Document passage
————

We just bought another 1 ton, a 02 F350 diesel reg cab 4x4 for $7500.00, add the Blizzard powerplow to it that was $5000 and we have a unstoppable truck for summer and winter that is going to be able to handle whatever (within reason) that we want to throw at it. Keep looking for a truck and personally, we run our half ton for the sidewalk crew and it never trailers.


----------



## mnglocker

Get a Dodge 250/2500 with a Cummins and plan on building a tranny and leaving it alone for a while. 

Or a F-250/350 Super Duty 98-03 Diesel 7.3 or a Gas V10.


----------



## BossPlow2010

Alaskaforby4;1357075 said:


> No, half tons are ok for your own driveway and no one elses...once you start actually having to use it, it will fall apart on you. They just aren't designed to handle that much weight, try to get a strait axle three quarter ton or larger.


You are wrong there! A half ton can plow a parking lot with ease. There's a guy around here who has an 8'2 vee on an F150, and he does more than just his driveway!


----------



## superdog1

BossPlow2010;1358007 said:


> You are wrong there! A half ton can plow a parking lot with ease. There's a guy around here who has an 8'2 vee on an F150, and he does more than just his driveway!


That could be? but honestly, how long will that truck last by doing that? I really don't doubt what you are saying, but it doesn't make right? I _could_ put a 9ft Western Pro plow on the front of any 1/2 ton truck, and it will push it, lift it and carry it around. The question is though, "For how long?" The driveline in any 1/2 ton truck is going to work hard to push that plow. I'll bet it eats trannys and does a good job on the frame after awhile too.

————

Data listing
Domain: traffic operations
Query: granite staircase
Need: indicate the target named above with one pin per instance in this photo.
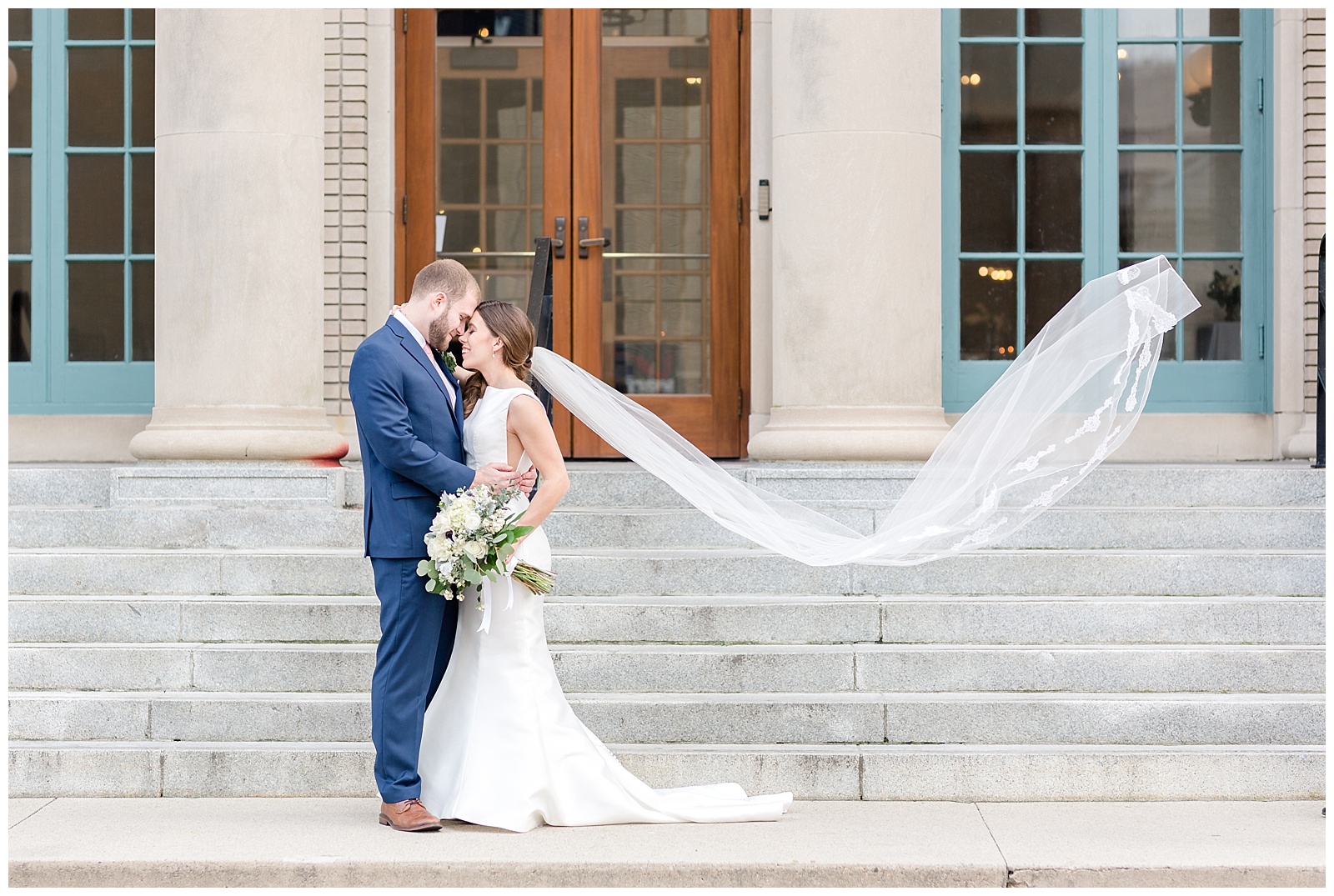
(208, 629)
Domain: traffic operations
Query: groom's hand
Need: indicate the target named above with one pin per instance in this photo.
(499, 475)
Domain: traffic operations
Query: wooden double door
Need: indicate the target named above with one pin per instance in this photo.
(618, 133)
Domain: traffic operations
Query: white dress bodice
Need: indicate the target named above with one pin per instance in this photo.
(486, 433)
(500, 744)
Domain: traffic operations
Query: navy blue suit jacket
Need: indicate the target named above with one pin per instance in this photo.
(411, 440)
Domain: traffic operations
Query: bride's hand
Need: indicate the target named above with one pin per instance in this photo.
(495, 475)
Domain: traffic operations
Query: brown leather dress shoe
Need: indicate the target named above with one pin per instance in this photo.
(409, 815)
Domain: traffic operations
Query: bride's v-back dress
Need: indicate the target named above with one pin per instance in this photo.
(500, 744)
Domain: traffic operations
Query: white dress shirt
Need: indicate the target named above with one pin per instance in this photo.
(420, 340)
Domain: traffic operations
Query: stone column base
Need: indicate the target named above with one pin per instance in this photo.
(877, 433)
(1301, 444)
(239, 433)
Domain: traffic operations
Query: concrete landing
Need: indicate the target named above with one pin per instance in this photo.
(73, 842)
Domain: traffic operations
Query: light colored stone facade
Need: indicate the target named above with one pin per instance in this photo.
(359, 199)
(1313, 182)
(346, 173)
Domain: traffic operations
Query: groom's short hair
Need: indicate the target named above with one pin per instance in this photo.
(447, 276)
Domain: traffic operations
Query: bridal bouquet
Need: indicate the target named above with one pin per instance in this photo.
(471, 540)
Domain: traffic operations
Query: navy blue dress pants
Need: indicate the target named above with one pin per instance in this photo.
(417, 638)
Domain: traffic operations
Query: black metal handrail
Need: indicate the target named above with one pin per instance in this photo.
(539, 304)
(1320, 364)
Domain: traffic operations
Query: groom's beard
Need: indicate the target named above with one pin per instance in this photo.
(438, 333)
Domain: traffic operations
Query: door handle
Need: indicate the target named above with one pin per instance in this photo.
(558, 242)
(584, 240)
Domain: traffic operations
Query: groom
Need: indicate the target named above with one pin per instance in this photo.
(410, 420)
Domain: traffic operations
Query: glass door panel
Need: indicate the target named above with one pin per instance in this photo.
(615, 128)
(489, 151)
(655, 328)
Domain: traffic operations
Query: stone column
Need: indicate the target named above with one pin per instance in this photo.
(239, 211)
(857, 236)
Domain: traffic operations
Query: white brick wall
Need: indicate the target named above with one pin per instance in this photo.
(344, 199)
(1313, 179)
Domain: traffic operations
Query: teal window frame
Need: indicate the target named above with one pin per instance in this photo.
(1221, 387)
(51, 383)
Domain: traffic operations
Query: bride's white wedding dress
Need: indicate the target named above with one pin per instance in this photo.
(500, 744)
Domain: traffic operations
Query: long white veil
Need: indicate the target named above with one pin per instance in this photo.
(1069, 399)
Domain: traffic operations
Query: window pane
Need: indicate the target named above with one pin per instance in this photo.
(97, 311)
(684, 106)
(142, 302)
(684, 173)
(1214, 333)
(97, 24)
(142, 216)
(987, 23)
(142, 99)
(1053, 88)
(1047, 286)
(20, 204)
(507, 173)
(97, 204)
(1053, 198)
(20, 311)
(684, 231)
(684, 368)
(1211, 78)
(637, 231)
(1146, 83)
(142, 24)
(507, 108)
(509, 231)
(97, 93)
(987, 202)
(460, 173)
(20, 98)
(655, 23)
(1169, 349)
(635, 367)
(1147, 202)
(637, 173)
(989, 303)
(20, 24)
(1053, 23)
(1211, 189)
(464, 233)
(460, 108)
(1146, 23)
(1211, 23)
(637, 108)
(987, 93)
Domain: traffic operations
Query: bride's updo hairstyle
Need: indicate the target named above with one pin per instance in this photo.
(518, 338)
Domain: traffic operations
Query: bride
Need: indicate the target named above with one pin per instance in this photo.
(500, 746)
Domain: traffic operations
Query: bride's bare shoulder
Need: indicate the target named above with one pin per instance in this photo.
(527, 413)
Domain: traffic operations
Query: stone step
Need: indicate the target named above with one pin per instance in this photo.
(700, 668)
(810, 771)
(704, 619)
(624, 484)
(713, 718)
(684, 573)
(1064, 527)
(327, 527)
(226, 483)
(186, 527)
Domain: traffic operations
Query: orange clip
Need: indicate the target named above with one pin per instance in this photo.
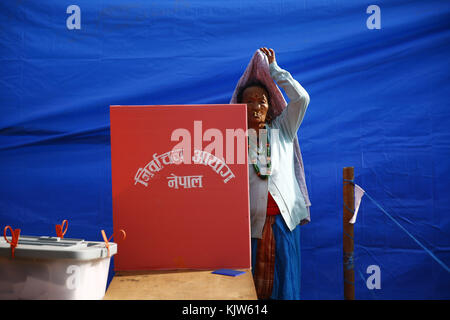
(59, 229)
(107, 240)
(14, 238)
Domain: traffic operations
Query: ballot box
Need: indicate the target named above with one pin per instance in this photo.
(180, 187)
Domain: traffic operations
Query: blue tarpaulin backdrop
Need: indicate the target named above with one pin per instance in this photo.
(379, 103)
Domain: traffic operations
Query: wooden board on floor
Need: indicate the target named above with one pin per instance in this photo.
(181, 285)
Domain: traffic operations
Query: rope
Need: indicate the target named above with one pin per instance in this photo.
(442, 264)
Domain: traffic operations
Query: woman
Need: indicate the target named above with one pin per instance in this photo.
(278, 196)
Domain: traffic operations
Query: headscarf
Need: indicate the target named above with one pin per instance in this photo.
(258, 69)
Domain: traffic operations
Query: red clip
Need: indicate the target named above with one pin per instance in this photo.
(14, 238)
(59, 229)
(107, 240)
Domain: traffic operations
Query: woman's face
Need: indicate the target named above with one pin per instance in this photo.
(257, 100)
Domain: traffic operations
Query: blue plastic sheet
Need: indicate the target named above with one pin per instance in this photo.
(379, 103)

————

Objective 1
Please rewrite the snowplow truck thread from "We just bought" to "or a Gas V10.", replacing "sidewalk crew" with "walkway crew".
Objective 2
In the snowplow truck thread, how much was paid for the 02 F350 diesel reg cab 4x4?
Objective 3
Shorten the paragraph of the snowplow truck thread that begins "That could be? but honestly" into a brief list that keeps its main points.

Solution 1
We just bought another 1 ton, a 02 F350 diesel reg cab 4x4 for $7500.00, add the Blizzard powerplow to it that was $5000 and we have a unstoppable truck for summer and winter that is going to be able to handle whatever (within reason) that we want to throw at it. Keep looking for a truck and personally, we run our half ton for the walkway crew and it never trailers.


----------



## mnglocker

Get a Dodge 250/2500 with a Cummins and plan on building a tranny and leaving it alone for a while. 

Or a F-250/350 Super Duty 98-03 Diesel 7.3 or a Gas V10.

Solution 2
$7500.00

Solution 3
- The real question is how long a 1/2 ton truck will last if it is used to plow that way.
- A 9ft Western Pro plow could be mounted on any 1/2 ton truck, and the truck would push it, lift it and carry it around.
- The driveline of any 1/2 ton truck will work hard to push the plow.
- Over time it will likely eat trannys and damage the frame.